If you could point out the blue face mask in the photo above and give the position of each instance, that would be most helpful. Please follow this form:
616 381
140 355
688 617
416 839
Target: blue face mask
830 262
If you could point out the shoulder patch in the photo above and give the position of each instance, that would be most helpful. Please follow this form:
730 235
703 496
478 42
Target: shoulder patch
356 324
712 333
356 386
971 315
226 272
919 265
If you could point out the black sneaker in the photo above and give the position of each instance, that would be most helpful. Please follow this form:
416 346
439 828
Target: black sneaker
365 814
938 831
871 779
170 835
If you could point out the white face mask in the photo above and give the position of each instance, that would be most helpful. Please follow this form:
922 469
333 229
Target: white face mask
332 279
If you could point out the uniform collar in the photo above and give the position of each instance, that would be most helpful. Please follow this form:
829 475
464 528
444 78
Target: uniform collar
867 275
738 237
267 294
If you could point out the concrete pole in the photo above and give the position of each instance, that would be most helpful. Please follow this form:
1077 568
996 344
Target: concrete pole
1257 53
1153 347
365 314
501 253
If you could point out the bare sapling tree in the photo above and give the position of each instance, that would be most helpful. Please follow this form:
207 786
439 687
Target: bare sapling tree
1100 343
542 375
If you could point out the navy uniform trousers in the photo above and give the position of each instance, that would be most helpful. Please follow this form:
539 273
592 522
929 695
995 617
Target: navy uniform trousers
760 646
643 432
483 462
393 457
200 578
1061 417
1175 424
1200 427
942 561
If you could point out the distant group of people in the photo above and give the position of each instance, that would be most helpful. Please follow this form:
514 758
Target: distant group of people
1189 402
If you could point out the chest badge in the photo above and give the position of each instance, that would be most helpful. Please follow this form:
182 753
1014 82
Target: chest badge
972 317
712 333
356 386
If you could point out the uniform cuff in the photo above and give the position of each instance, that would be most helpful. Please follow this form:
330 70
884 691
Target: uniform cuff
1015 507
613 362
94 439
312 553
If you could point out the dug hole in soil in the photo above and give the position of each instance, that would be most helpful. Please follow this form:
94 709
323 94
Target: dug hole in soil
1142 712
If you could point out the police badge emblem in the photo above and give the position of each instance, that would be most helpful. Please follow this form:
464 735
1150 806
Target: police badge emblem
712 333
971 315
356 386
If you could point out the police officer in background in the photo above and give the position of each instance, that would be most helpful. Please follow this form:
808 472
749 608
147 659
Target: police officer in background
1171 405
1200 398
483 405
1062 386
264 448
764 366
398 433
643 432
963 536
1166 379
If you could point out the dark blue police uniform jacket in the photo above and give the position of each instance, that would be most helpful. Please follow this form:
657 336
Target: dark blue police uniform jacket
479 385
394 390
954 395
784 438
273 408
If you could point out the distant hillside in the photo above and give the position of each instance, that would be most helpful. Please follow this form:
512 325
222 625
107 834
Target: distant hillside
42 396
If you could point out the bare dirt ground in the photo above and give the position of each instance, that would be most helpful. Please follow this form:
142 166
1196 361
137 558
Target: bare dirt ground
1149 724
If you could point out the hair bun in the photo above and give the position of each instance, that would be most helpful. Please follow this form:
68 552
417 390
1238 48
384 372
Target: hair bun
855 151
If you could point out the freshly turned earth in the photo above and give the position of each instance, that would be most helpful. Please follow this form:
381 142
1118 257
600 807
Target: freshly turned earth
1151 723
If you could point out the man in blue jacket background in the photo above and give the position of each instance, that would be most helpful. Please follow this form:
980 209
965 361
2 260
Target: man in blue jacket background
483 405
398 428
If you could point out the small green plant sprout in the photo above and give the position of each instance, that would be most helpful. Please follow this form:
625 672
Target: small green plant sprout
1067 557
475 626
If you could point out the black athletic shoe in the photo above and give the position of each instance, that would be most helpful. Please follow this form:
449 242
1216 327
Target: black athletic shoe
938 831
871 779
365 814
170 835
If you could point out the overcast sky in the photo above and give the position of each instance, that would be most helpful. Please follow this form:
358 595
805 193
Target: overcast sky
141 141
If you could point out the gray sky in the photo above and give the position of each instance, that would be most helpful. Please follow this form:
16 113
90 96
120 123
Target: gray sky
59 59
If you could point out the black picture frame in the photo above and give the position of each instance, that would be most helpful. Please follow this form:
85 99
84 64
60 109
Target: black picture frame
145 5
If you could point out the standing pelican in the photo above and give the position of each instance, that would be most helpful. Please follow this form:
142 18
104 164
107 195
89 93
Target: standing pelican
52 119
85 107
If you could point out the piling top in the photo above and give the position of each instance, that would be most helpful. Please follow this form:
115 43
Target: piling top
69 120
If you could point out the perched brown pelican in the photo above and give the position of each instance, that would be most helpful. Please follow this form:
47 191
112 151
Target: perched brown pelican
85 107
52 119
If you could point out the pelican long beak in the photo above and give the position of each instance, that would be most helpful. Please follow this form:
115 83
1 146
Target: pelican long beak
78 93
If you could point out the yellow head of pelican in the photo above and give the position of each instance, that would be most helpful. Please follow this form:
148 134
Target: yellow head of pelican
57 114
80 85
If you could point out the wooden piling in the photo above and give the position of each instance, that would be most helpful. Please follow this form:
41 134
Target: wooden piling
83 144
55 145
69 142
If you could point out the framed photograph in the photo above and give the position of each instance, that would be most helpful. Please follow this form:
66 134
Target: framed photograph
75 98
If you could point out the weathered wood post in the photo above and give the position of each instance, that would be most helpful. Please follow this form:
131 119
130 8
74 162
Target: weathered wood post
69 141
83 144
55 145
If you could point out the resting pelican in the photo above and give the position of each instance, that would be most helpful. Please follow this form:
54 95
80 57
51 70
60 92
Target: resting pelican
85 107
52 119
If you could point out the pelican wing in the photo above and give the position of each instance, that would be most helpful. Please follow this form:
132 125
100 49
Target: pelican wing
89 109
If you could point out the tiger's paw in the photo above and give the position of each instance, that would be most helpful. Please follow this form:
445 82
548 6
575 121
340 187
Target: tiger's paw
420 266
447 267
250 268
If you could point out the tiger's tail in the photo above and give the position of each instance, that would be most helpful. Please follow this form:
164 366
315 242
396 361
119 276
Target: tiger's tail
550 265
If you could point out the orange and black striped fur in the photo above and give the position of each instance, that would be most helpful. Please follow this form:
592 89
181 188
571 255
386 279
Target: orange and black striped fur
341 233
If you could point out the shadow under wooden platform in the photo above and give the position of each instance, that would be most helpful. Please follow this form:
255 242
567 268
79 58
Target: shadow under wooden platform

Challenge = Put every line of the data above into a Markdown table with two columns, No. and Line, holding the row number and the line's text. Leave out blank lines.

Problem solution =
| No. | Line |
|---|---|
| 1 | If you could point out the blue face mask in the photo above and give the position of each instance, that would be most helpful. Please follow this form: |
| 2 | 616 381 |
| 3 | 140 355 |
| 4 | 688 617 |
| 5 | 416 839 |
| 6 | Target: blue face mask |
| 7 | 830 262 |
| 8 | If you could point out the shoulder patch in the photo above and give the position of each instance, that would be most helpful. Please follow this form: |
| 9 | 730 235 |
| 10 | 703 496 |
| 11 | 478 42 |
| 12 | Target: shoulder patch |
| 13 | 356 324 |
| 14 | 712 333 |
| 15 | 356 386 |
| 16 | 971 315 |
| 17 | 226 272 |
| 18 | 919 265 |
| 19 | If you could point out the black sneaker in the photo above and give the position of each instance, that would be most helpful. Please follow this form: |
| 20 | 416 346 |
| 21 | 439 828 |
| 22 | Target: black sneaker |
| 23 | 365 814 |
| 24 | 938 831 |
| 25 | 871 779 |
| 26 | 170 835 |
| 27 | If you could point out the white face mask in the photo above and give the position of each instance, that would be most helpful. Please follow this form: |
| 28 | 922 469 |
| 29 | 333 229 |
| 30 | Target: white face mask |
| 31 | 332 279 |
| 32 | If you could point out the uniform collar in the photo above and give the position of each instance, that would be most helpful. Please follow this form: |
| 33 | 829 475 |
| 34 | 464 528 |
| 35 | 444 78 |
| 36 | Target: uniform collar |
| 37 | 867 275 |
| 38 | 738 237 |
| 39 | 267 294 |
| 40 | If you could point out the concrete pole in the photo above and give the position of each instance, that would be most helpful. Please follow this form: |
| 41 | 1077 568 |
| 42 | 996 344 |
| 43 | Target: concrete pole |
| 44 | 1257 53 |
| 45 | 1153 347 |
| 46 | 365 314 |
| 47 | 501 253 |
| 48 | If you could point out the bare sapling tree in the photo above and give the position of each instance, that would be most helpful. Please follow this form: |
| 49 | 207 786 |
| 50 | 439 687 |
| 51 | Target: bare sapling tree |
| 52 | 1100 343 |
| 53 | 542 375 |
| 54 | If you could point out the navy uniform trousers in the photo above and give the position of each instance, that would be most helpful. Please follow this form: |
| 55 | 539 273 |
| 56 | 592 522 |
| 57 | 929 695 |
| 58 | 995 617 |
| 59 | Target: navy uniform trousers |
| 60 | 760 646 |
| 61 | 643 432 |
| 62 | 483 462 |
| 63 | 393 457 |
| 64 | 200 578 |
| 65 | 1061 417 |
| 66 | 1175 424 |
| 67 | 1200 427 |
| 68 | 942 561 |
| 69 | If you could point out the distant group of people in the photo above and give the position of each instance, that would be most helpful. Please follow this form: |
| 70 | 514 758 |
| 71 | Target: distant group of people |
| 72 | 1189 402 |
| 73 | If you could point out the chest badge in the photo above and give the position of each instance, that would be most helpful. Please follow this form: |
| 74 | 182 753 |
| 75 | 1014 82 |
| 76 | Target: chest badge |
| 77 | 972 317 |
| 78 | 712 333 |
| 79 | 356 386 |
| 80 | If you could point out the uniform cuff in the photo above and give the position of each instance, that would be most helpful. Please follow this form: |
| 81 | 330 70 |
| 82 | 884 691 |
| 83 | Target: uniform cuff |
| 84 | 1015 507 |
| 85 | 613 362 |
| 86 | 94 439 |
| 87 | 312 553 |
| 88 | If you could point out the dug hole in soil in the photo above and give the position of each instance, that would be most helpful. Please follow this form: |
| 89 | 94 709 |
| 90 | 323 94 |
| 91 | Target: dug hole in soil |
| 92 | 1142 712 |
| 93 | If you could point out the police badge emblem in the photo above and give the position of each instance, that would be most helpful. Please follow this form: |
| 94 | 464 735 |
| 95 | 1150 806 |
| 96 | Target: police badge emblem |
| 97 | 712 333 |
| 98 | 971 315 |
| 99 | 356 386 |
| 100 | If you could point out the police officer in background in the photo above and give the position of each instance, that would be most helpful. Please follow this form: |
| 101 | 808 472 |
| 102 | 749 608 |
| 103 | 147 659 |
| 104 | Target: police officer in background |
| 105 | 1171 405 |
| 106 | 1200 398 |
| 107 | 483 405 |
| 108 | 1062 386 |
| 109 | 264 448 |
| 110 | 764 366 |
| 111 | 398 433 |
| 112 | 643 432 |
| 113 | 963 536 |
| 114 | 1166 379 |
| 115 | If you could point out the dark blue police uniform jacket in the photo above and give the position of each instance, that would be most helpful. Please follow this form: |
| 116 | 657 336 |
| 117 | Target: dark blue police uniform jacket |
| 118 | 479 385 |
| 119 | 394 390 |
| 120 | 954 395 |
| 121 | 784 438 |
| 122 | 273 408 |
| 123 | If you could point out the distant hillside in the photo above and give the position of each instance, that would be most helpful. Please follow this form: |
| 124 | 512 325 |
| 125 | 222 625 |
| 126 | 107 834 |
| 127 | Target: distant hillside |
| 128 | 42 396 |
| 129 | If you could point out the bare dirt ground in the photo above and give the position of each instance, that would be most helpful. Please follow this form: |
| 130 | 142 166 |
| 131 | 1196 361 |
| 132 | 137 558 |
| 133 | Target: bare dirt ground |
| 134 | 1149 724 |
| 135 | If you could point out the hair bun in the photo above and give the position of each instance, that would be most helpful. Please follow this form: |
| 136 | 68 552 |
| 137 | 417 390 |
| 138 | 1238 48 |
| 139 | 384 372 |
| 140 | Target: hair bun |
| 141 | 855 151 |
| 142 | If you could point out the freshly turned earth in the photo above and give the position of each instance, that would be most helpful. Please follow this form: |
| 143 | 381 142 |
| 144 | 1118 257 |
| 145 | 600 807 |
| 146 | Target: freshly turned earth |
| 147 | 1151 723 |
| 148 | If you could point out the man in blue jacket background in the photo above and give the position of each instance, that would be most helpful. Please follow this form: |
| 149 | 980 209 |
| 150 | 965 361 |
| 151 | 2 260 |
| 152 | Target: man in blue jacket background |
| 153 | 483 405 |
| 154 | 398 428 |
| 155 | If you could point out the small green plant sprout in the photo above and give the position of each instance, that would be most helpful. Please follow this form: |
| 156 | 625 672 |
| 157 | Target: small green plant sprout |
| 158 | 1067 557 |
| 159 | 475 626 |
| 160 | If you could point out the black athletic shoe in the photo above and give the position of each instance, that would be most helpful. Please follow this form: |
| 161 | 449 242 |
| 162 | 1216 327 |
| 163 | Target: black athletic shoe |
| 164 | 938 831 |
| 165 | 871 779 |
| 166 | 365 814 |
| 167 | 170 835 |
| 168 | If you could point out the overcast sky in the photo above and give the position of each instance, that would be most helpful. Please follow this form: |
| 169 | 358 595 |
| 170 | 805 193 |
| 171 | Target: overcast sky |
| 172 | 141 141 |
| 173 | If you could point out the gray sky in the photo above and give the position of each instance, that would be most helpful. Please follow this form: |
| 174 | 16 113 |
| 175 | 90 96 |
| 176 | 120 123 |
| 177 | Target: gray sky |
| 178 | 59 59 |
| 179 | If you could point out the black picture frame in the photo above and give the position of each instance, that would be most helpful. Please follow this form: |
| 180 | 85 99 |
| 181 | 84 64 |
| 182 | 60 109 |
| 183 | Target: black picture frame |
| 184 | 145 5 |
| 185 | If you could point out the standing pelican in the photo above and give the position of each instance, that would be most helpful. Please follow this form: |
| 186 | 142 18 |
| 187 | 104 164 |
| 188 | 107 195 |
| 189 | 89 93 |
| 190 | Target: standing pelican |
| 191 | 52 119 |
| 192 | 85 107 |
| 193 | If you could point out the piling top in the photo above and give the position of each instance, that would be most helpful. Please follow this form: |
| 194 | 115 43 |
| 195 | Target: piling top |
| 196 | 69 120 |
| 197 | If you could point out the perched brown pelican in the photo above and give the position of each instance, that would be most helpful. Please follow this form: |
| 198 | 47 191 |
| 199 | 112 151 |
| 200 | Target: perched brown pelican |
| 201 | 85 107 |
| 202 | 52 119 |
| 203 | If you could point out the pelican long beak in the photo above and give the position of each instance, that would be most helpful. Please follow this form: |
| 204 | 115 83 |
| 205 | 1 146 |
| 206 | Target: pelican long beak |
| 207 | 78 93 |
| 208 | If you could point out the yellow head of pelican in the photo above and give the position of each instance, that would be most helpful. Please follow this form: |
| 209 | 148 134 |
| 210 | Target: yellow head of pelican |
| 211 | 57 114 |
| 212 | 80 85 |
| 213 | If you could point out the wooden piling in the photo above and give the position of each instance, that would be most helpful. Please follow this form: |
| 214 | 41 134 |
| 215 | Target: wooden piling |
| 216 | 83 144 |
| 217 | 55 145 |
| 218 | 69 142 |
| 219 | If you could point out the framed photograph in the photo above and give the position of each instance, that would be most helpful. Please follow this form: |
| 220 | 66 134 |
| 221 | Target: framed photograph |
| 222 | 75 98 |
| 223 | If you could point out the weathered wood post in the photo above and give the position of each instance, that would be most helpful. Please follow this form: |
| 224 | 131 119 |
| 225 | 130 8 |
| 226 | 74 162 |
| 227 | Target: weathered wood post |
| 228 | 69 141 |
| 229 | 83 144 |
| 230 | 55 145 |
| 231 | If you could point out the resting pelican in the photo above and give the position of each instance, that would be most helpful. Please follow this form: |
| 232 | 54 95 |
| 233 | 80 57 |
| 234 | 51 70 |
| 235 | 60 92 |
| 236 | Target: resting pelican |
| 237 | 85 107 |
| 238 | 52 119 |
| 239 | If you could point out the pelican wing in the photo above and give the position of each instance, that would be most helpful. Please follow this form: |
| 240 | 132 125 |
| 241 | 100 49 |
| 242 | Target: pelican wing |
| 243 | 89 109 |
| 244 | If you could point out the tiger's paw in the photo above and give the position of each instance, that would be most helpful. Please follow this form: |
| 245 | 445 82 |
| 246 | 548 6 |
| 247 | 575 121 |
| 248 | 340 187 |
| 249 | Target: tiger's paw |
| 250 | 420 266 |
| 251 | 447 267 |
| 252 | 250 268 |
| 253 | If you could point out the tiger's tail in the photo above and give the position of each instance, that would be most helpful. Please follow this form: |
| 254 | 164 366 |
| 255 | 315 242 |
| 256 | 396 361 |
| 257 | 119 276 |
| 258 | Target: tiger's tail |
| 259 | 550 265 |
| 260 | If you could point out the orange and black striped fur in the photo above and give the position of each instance, that would be most helpful. Please follow this form: |
| 261 | 592 89 |
| 262 | 181 188 |
| 263 | 571 255 |
| 264 | 386 279 |
| 265 | Target: orange and black striped fur |
| 266 | 341 233 |
| 267 | If you could point out the shadow under wooden platform in the photo above and give the position of each instance, that would be most helpful. Please follow this form: |
| 268 | 255 242 |
| 269 | 567 268 |
| 270 | 79 58 |
| 271 | Target: shadow under wooden platform |